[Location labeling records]
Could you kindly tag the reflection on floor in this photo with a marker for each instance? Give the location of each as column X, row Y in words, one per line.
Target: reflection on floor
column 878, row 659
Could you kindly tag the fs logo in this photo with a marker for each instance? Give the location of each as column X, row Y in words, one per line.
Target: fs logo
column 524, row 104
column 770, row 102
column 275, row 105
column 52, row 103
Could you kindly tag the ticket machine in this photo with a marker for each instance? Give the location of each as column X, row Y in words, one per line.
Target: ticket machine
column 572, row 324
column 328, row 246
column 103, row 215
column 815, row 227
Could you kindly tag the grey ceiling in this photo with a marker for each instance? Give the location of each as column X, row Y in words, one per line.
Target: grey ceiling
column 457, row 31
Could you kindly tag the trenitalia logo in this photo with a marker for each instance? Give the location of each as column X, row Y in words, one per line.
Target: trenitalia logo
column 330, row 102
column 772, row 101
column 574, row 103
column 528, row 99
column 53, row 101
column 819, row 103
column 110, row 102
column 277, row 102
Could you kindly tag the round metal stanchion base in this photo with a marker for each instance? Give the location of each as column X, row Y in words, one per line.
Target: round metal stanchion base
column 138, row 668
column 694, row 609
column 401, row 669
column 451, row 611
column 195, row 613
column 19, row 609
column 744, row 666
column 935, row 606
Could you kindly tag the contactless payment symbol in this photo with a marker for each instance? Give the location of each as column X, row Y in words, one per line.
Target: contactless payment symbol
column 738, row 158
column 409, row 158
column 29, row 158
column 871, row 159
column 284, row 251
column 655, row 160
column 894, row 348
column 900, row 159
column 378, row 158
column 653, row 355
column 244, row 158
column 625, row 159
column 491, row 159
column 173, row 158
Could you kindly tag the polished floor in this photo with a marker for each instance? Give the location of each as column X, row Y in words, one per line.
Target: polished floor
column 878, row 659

= Instructions to follow =
Can you give every line above again, exactly as written?

= Task output =
Could you kindly tag the reflection on floor in this photo with a marker for each instance? Give the location of each as column X, row Y in words, one per line.
Target: reflection on floor
column 878, row 659
Could you kindly tag the fs logo in this photo with a marker for each instance? Give the location of each as column X, row Y in words, one per line.
Target: fs logo
column 524, row 104
column 770, row 102
column 275, row 105
column 52, row 103
Could you kindly tag the ticket machine in this photo with a marker for each instance? Give the location of each as column X, row Y in words, one per line.
Target: ticket machine
column 572, row 324
column 328, row 246
column 103, row 215
column 815, row 227
Could you kindly tag the grey ceiling in this photo with a marker for each instance? Give the location of each as column X, row Y in words, one per line.
Target: grey ceiling
column 457, row 31
Could you kindly tag the trenitalia logo in this photo with a marker for each instance? Give the location of each as column X, row Y in words, one per line.
Target: trenitalia logo
column 330, row 102
column 772, row 101
column 574, row 103
column 528, row 99
column 53, row 101
column 819, row 103
column 110, row 102
column 277, row 102
Could you kindly tag the round metal stanchion base in this photo with a marker for each instance? Give the location of each as column X, row Y in words, one per line.
Target: round metal stanchion base
column 138, row 668
column 694, row 609
column 401, row 669
column 451, row 611
column 195, row 613
column 19, row 609
column 744, row 666
column 935, row 606
Could you kindly tag the contactless payment symbol in this photo with a marker for each instance? Give the location of each as column X, row Y in words, one per line.
Target: contactless payment symbol
column 738, row 158
column 409, row 158
column 29, row 158
column 871, row 159
column 284, row 251
column 655, row 160
column 894, row 348
column 900, row 159
column 378, row 158
column 653, row 355
column 244, row 158
column 625, row 159
column 491, row 159
column 173, row 158
Could you kindly tag the polished floor in this photo with a marker for each instance? Give the location of each as column X, row Y in words, one per line.
Target: polished floor
column 878, row 659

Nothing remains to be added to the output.